▶ [TASK TO CARRY OUT]: Change "pink background" to "pale pink backdrop" throughout the listing below and reproduce every other line unchanged. Omit the pictures from your answer.

Extracted records:
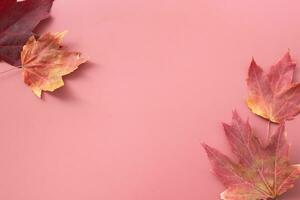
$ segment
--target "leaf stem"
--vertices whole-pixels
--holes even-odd
[[[267,125],[267,144],[269,143],[271,137],[271,121],[268,121],[268,125]]]

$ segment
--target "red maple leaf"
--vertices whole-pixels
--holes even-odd
[[[266,146],[253,133],[248,121],[244,122],[236,112],[233,113],[232,125],[224,124],[224,130],[237,162],[203,145],[213,171],[227,188],[221,199],[276,199],[294,186],[300,168],[289,162],[289,144],[283,124]]]
[[[0,59],[18,66],[23,45],[49,17],[54,0],[0,0]]]
[[[253,60],[247,84],[250,110],[272,122],[280,123],[293,119],[300,112],[300,84],[293,82],[296,64],[287,53],[269,73]]]

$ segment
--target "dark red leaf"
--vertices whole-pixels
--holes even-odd
[[[0,59],[20,65],[20,53],[33,30],[49,17],[54,0],[0,0]]]

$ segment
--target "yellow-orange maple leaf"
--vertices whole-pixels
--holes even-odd
[[[21,52],[23,78],[35,95],[54,91],[64,85],[62,77],[87,62],[79,52],[61,48],[66,32],[46,33],[36,39],[29,38]]]

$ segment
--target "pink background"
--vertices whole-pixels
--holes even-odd
[[[0,199],[219,199],[200,143],[228,153],[220,122],[235,108],[266,130],[244,105],[247,68],[252,56],[267,68],[288,48],[300,63],[299,6],[56,0],[39,31],[69,30],[66,46],[91,62],[43,100],[19,71],[0,76]],[[299,123],[287,125],[293,162]],[[299,197],[300,184],[282,199]]]

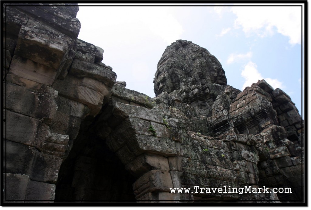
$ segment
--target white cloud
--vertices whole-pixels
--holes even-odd
[[[222,17],[223,14],[228,12],[229,8],[228,7],[225,7],[224,4],[215,4],[215,6],[214,7],[214,11],[218,15],[219,17]]]
[[[220,32],[220,34],[216,35],[216,36],[222,36],[224,35],[227,33],[231,30],[231,28],[230,27],[227,28],[223,29],[221,30],[221,32]]]
[[[283,88],[285,87],[281,82],[277,79],[271,79],[269,77],[264,78],[257,69],[257,65],[251,61],[249,61],[244,67],[244,69],[242,71],[241,76],[245,79],[245,82],[243,85],[242,90],[243,90],[247,86],[249,86],[253,83],[256,83],[258,80],[263,79],[266,80],[270,85],[274,89],[277,88]]]
[[[227,63],[230,64],[234,62],[243,61],[246,59],[249,59],[253,56],[253,53],[249,52],[246,54],[234,54],[232,53],[229,55],[227,60]]]
[[[292,45],[301,43],[301,10],[299,7],[234,7],[235,26],[242,27],[247,36],[261,37],[278,33],[288,37]]]
[[[84,33],[93,36],[86,37],[92,39],[89,41],[83,37],[80,38],[91,43],[97,39],[132,43],[153,36],[170,44],[180,38],[183,31],[173,15],[174,9],[168,7],[81,7],[77,14],[82,21],[79,36],[82,37]]]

▶ [CORRECT RESULT]:
$ segment
--target "leaf stem"
--vertices whole-pixels
--holes even-odd
[[[267,125],[267,144],[269,143],[271,137],[271,121],[268,121],[268,125]]]

$ segment
--target "red maple leaf"
--vertices whole-pixels
--holes even-odd
[[[266,146],[253,133],[248,121],[244,122],[236,112],[233,113],[232,125],[224,124],[224,130],[237,162],[203,145],[213,171],[227,188],[221,199],[276,199],[294,186],[300,168],[289,162],[289,144],[283,124]]]
[[[0,59],[18,66],[23,45],[49,17],[54,0],[0,0]]]
[[[253,60],[247,84],[250,110],[272,122],[280,123],[293,119],[300,112],[300,84],[293,82],[296,64],[287,53],[269,73]]]

$ segment
--target "dark red leaf"
--vertices whole-pixels
--holes even-odd
[[[0,59],[20,65],[20,53],[33,30],[49,17],[54,0],[0,0]]]

$ segment
--target "yellow-orange maple leaf"
--vertices whole-pixels
--holes even-odd
[[[21,52],[23,78],[35,95],[54,91],[64,85],[62,77],[87,62],[79,52],[61,48],[66,32],[46,33],[36,39],[29,38]]]

$ segment
--target "pale pink backdrop"
--vertices whole-pixels
--holes even-odd
[[[0,199],[219,199],[200,143],[228,153],[220,122],[235,108],[266,130],[244,105],[247,68],[252,56],[267,68],[288,48],[300,63],[299,6],[56,0],[39,31],[69,30],[66,46],[91,62],[43,100],[19,71],[0,76]],[[299,123],[287,125],[293,162]],[[299,197],[300,184],[282,199]]]

$ segment
--target white cloud
--vertices whole-pixels
--holes even-odd
[[[222,17],[223,14],[228,12],[229,8],[228,7],[225,7],[224,4],[215,4],[215,6],[214,7],[214,11],[218,15],[219,17]]]
[[[220,32],[220,34],[216,35],[216,36],[222,36],[224,35],[227,33],[231,30],[231,28],[230,27],[227,28],[223,29],[221,30],[221,32]]]
[[[283,88],[285,87],[281,82],[277,79],[271,79],[269,77],[264,78],[257,69],[257,65],[251,61],[249,61],[244,67],[244,69],[242,71],[241,76],[245,79],[245,82],[243,85],[242,90],[243,90],[247,86],[249,86],[253,83],[256,83],[258,80],[263,79],[266,80],[270,85],[274,89],[277,88]]]
[[[227,63],[230,64],[234,62],[243,61],[246,59],[249,59],[253,56],[253,53],[249,52],[246,54],[234,54],[232,53],[229,55],[227,60]]]
[[[292,45],[301,43],[301,10],[299,7],[234,7],[235,26],[242,27],[247,36],[261,37],[278,33],[288,37]]]
[[[84,33],[93,36],[86,37],[92,39],[89,41],[83,37],[80,38],[91,43],[97,39],[132,43],[153,36],[170,44],[180,38],[183,31],[173,15],[174,9],[168,7],[81,7],[77,14],[82,21],[79,36],[82,37]]]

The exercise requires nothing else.